> [WORK INSTRUCTION 1]
Using the article on Rita Hart's campaign stop in Jefferson, answer each question briefly.
(a) At what location in Jefferson did Hart speak with voters?
(b) For how many years have Hart and her husband been married?
(c) In what month was Fred Hubbell in Jefferson?
> [WORK INSTRUCTION 2] List every school or college that the article on Rita Hart's campaign stop in Jefferson says Hart attended or taught at.

(PROVIDED PASSAGE)

Lt Gov candidate Rita Hart campaigns in Jefferson

Sen Rita Hart

Iowa Senator Rita Hart, Democratic candidate for Lieutenant Governor, was in Jefferson over the lunch hour Friday. She spoke at the Milwaukee Road depot with about a dozen voters.

She said she’s confident about the Hubbell-Hart campaign. She commended the entire Democratic slate, and said they’re doing well “getting out our message of what the Democratic vision is…. People recognize the importance of making this kind of change.”

Hart has represented Clinton and part of Scott County in the Iowa Senate since 2012.She briefly introduced herself. She grew up on a dairy farm outside  Charles City as one of nine children. She and all her siblings attended North Iowa Area Community College in Mason City. She went on to earn degrees in education from the University of Northern Iowa and the University of Iowa. She taught English at Bennett Community Schools and then Calamus-Wheatland Community Schools.

She and her husband Paul, one of 10 children, own and operate a farm south of Wheatland (on Highway 30 between Cedar Rapids and Clinton). They’ve been married for 36 years and bought the farm 32 years ago. They raised their five children there.

Hart explained that neither of her parents had post-secondary education, but education was very important in their home. There were always books, newspapers and magazines in the house, and they talked about the issues of the day. Her father was a strong Democrat and her mother was an equally strong Republican.

“We sat at the table and we had a caucus. We had very diverse opinions there. That’s where I learned how to stick up for what I believe in, and to back that up with an educated response,” Hart said. “But I also learned that if anybody at that table was going to listen to me, I had to listen to them first…. We learned that the argument wasn’t going to get done sitting around that table. It’s going to go on, but we needed to get up from the table because the cows needed to be milked and the chores needed to get done… You needed to leave the argument behind and get the important stuff done with these people you were just arguing with. We had to work together. That’s a lesson I learned well.”

She said that lesson wasn’t learned by the Republican-led legislature the past two years, and that she saw a big change from the Senate of six years ago. “I saw some of the most divisive legislation I’ve ever seen as the result of going behind closed doors, not taking input from the other side, not taking input from the public, changing the rules of the Senate in order to run bills through without the possibility of amendment. That is not the way to govern. It’s not the attitude to take. We ought to be putting the campaign behind us and get to the work of governing.”

She said a Hubbell-Hart administration would listen to all groups and their good ideas should be put into “a solution-focused administration.”

Hart re-iterated the messaging of Hubbell’s ad campaign.

According to Hart, the new administration would start the process of putting Medicaid back under state control their first day in office. Forty thousand Iowans have seen cuts in their Medicaid coverage, she said, and many Iowans “are one accident away from needing Medicaid services.”

They would “invest in education,” providing funding to keep class sizes small and to end the continuing increases in tuition and fees at state supported post-secondary schools.

Turning around the “mental health crisis” is another priority. “Everywhere I go I hear a tragic story about somebody who has been negatively impacted by the Medicaid privatization and also somebody who has a sad story to tell about themselves, a family member, a friend, a neighbor who didn’t get the mental healthcare services they need… We have to do better on mental health. We need a real change on how we approach that problem.”

Hubbell and Hart would “get the budget under control” to eliminate mid-year budget cuts, and re-prioritize the state budget, ending “wasteful tax give-aways.” The savings would be re-invested in healthcare, education, and communities, particularly rural communities.

“It’s a vision we’re excited to get started on, but we need to bring it home…. It’s important for Iowa that people recognize how important it is and that their vote counts.”

Hart’s running mate, Fred Hubbell, was in Jefferson in April. He has not been here since winning the Democratic nomination in the June primary.

(End PROVIDED PASSAGE)
(DATA SUPPLIED)

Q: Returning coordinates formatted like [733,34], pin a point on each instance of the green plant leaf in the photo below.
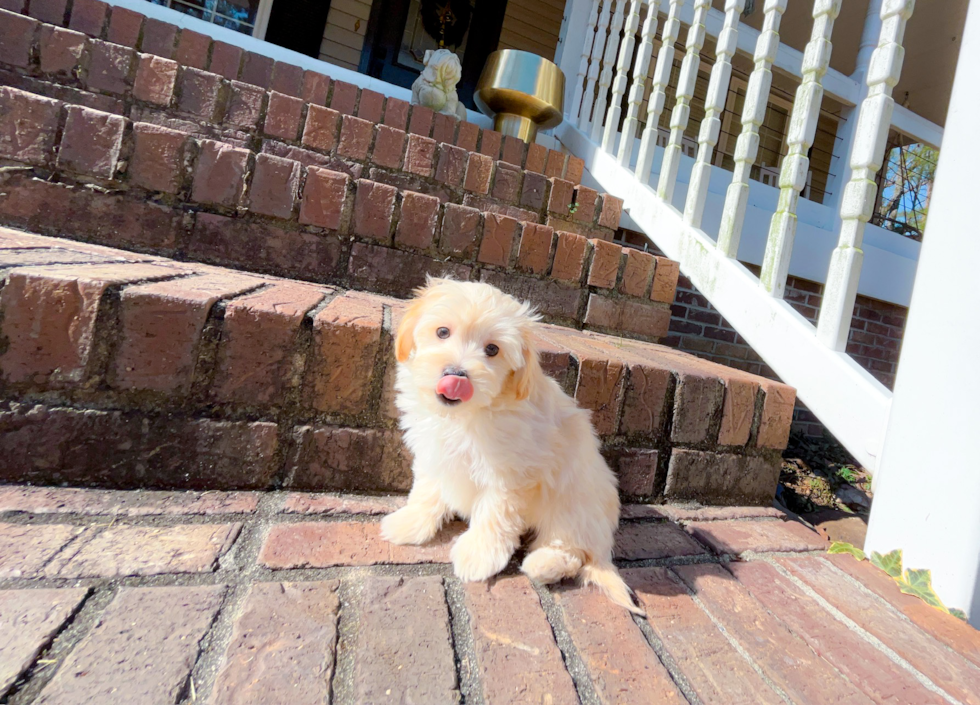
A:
[919,583]
[842,547]
[891,563]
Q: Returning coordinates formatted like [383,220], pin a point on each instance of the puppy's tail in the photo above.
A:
[605,576]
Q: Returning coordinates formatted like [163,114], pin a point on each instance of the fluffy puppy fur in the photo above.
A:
[518,456]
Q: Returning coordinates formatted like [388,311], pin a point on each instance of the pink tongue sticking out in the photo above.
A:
[453,387]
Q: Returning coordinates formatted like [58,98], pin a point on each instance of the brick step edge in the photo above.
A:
[112,58]
[313,223]
[197,370]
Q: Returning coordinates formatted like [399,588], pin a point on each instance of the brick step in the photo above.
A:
[211,202]
[126,370]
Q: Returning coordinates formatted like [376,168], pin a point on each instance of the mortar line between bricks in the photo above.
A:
[733,641]
[569,653]
[861,631]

(End DATA SUPPLIED)

> [TASK SOLUTION 1]
(a) The Milwaukee Road depot
(b) 36 years
(c) April

> [TASK SOLUTION 2]
- North Iowa Area Community College
- University of Northern Iowa
- University of Iowa
- Bennett Community Schools
- Calamus-Wheatland Community Schools